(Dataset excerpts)
----------------

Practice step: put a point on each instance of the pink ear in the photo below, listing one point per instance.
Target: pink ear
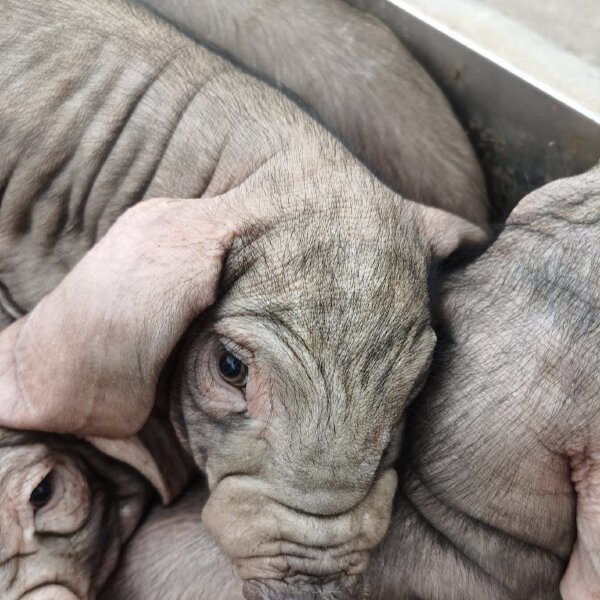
(446, 232)
(155, 453)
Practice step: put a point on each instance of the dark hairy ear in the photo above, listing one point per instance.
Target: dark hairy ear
(445, 233)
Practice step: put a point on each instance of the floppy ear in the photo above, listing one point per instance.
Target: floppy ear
(155, 453)
(87, 359)
(446, 233)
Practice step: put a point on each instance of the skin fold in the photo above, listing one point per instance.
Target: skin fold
(499, 478)
(355, 74)
(319, 272)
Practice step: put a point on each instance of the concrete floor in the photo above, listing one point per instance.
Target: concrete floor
(574, 25)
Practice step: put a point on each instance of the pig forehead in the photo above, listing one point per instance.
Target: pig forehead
(324, 269)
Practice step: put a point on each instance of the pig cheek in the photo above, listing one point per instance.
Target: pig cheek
(71, 503)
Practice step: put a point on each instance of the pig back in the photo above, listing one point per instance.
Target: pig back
(487, 503)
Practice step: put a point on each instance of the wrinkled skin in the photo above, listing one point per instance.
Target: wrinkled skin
(174, 557)
(326, 300)
(61, 540)
(501, 473)
(352, 70)
(504, 441)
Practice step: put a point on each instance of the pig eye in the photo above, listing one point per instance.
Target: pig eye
(232, 369)
(42, 493)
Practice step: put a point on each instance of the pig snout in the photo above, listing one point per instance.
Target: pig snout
(50, 592)
(344, 588)
(281, 551)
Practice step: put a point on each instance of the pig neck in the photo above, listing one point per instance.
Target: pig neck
(95, 125)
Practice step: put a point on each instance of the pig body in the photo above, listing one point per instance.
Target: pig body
(502, 432)
(173, 555)
(65, 513)
(352, 70)
(509, 424)
(327, 306)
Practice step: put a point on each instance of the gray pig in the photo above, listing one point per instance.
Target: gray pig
(506, 427)
(65, 513)
(503, 471)
(352, 70)
(300, 377)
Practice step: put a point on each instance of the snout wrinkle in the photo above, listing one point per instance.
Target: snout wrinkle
(270, 541)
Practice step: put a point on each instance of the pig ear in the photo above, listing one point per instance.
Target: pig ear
(155, 453)
(446, 232)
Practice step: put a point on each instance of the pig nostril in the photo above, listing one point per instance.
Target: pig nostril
(42, 492)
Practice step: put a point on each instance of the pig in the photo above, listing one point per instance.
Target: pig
(360, 80)
(500, 488)
(65, 513)
(173, 555)
(500, 474)
(290, 393)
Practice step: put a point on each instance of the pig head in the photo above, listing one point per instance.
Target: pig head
(65, 513)
(290, 394)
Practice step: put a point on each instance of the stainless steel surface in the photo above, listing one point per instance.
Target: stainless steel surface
(527, 129)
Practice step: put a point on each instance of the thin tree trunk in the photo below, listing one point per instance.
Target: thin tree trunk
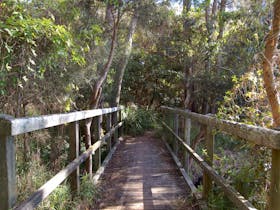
(97, 88)
(118, 78)
(273, 97)
(188, 60)
(268, 76)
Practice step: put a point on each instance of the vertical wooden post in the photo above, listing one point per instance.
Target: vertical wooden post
(170, 123)
(207, 181)
(74, 142)
(176, 130)
(120, 119)
(108, 128)
(187, 138)
(115, 122)
(88, 162)
(97, 136)
(7, 164)
(274, 193)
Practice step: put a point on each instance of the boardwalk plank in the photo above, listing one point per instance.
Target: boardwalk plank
(142, 176)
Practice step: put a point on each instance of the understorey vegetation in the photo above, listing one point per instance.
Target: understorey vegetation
(209, 56)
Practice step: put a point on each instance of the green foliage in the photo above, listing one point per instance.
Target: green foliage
(138, 120)
(89, 191)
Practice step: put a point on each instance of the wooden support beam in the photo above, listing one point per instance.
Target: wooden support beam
(74, 144)
(115, 122)
(257, 135)
(28, 124)
(274, 192)
(120, 119)
(37, 197)
(231, 193)
(7, 164)
(207, 181)
(108, 128)
(187, 138)
(88, 163)
(97, 137)
(176, 130)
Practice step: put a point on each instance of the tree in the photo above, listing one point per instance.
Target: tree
(118, 78)
(273, 97)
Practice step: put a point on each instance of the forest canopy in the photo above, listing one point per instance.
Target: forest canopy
(207, 56)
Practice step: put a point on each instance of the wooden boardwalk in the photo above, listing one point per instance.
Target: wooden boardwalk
(142, 176)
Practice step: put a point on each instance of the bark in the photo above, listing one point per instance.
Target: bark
(118, 78)
(188, 60)
(268, 75)
(273, 97)
(221, 23)
(97, 88)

----------------

• [Problem]: If a line of the records above contains the word "below", count it; then give the total and nothing more.

• [Task answer]: 2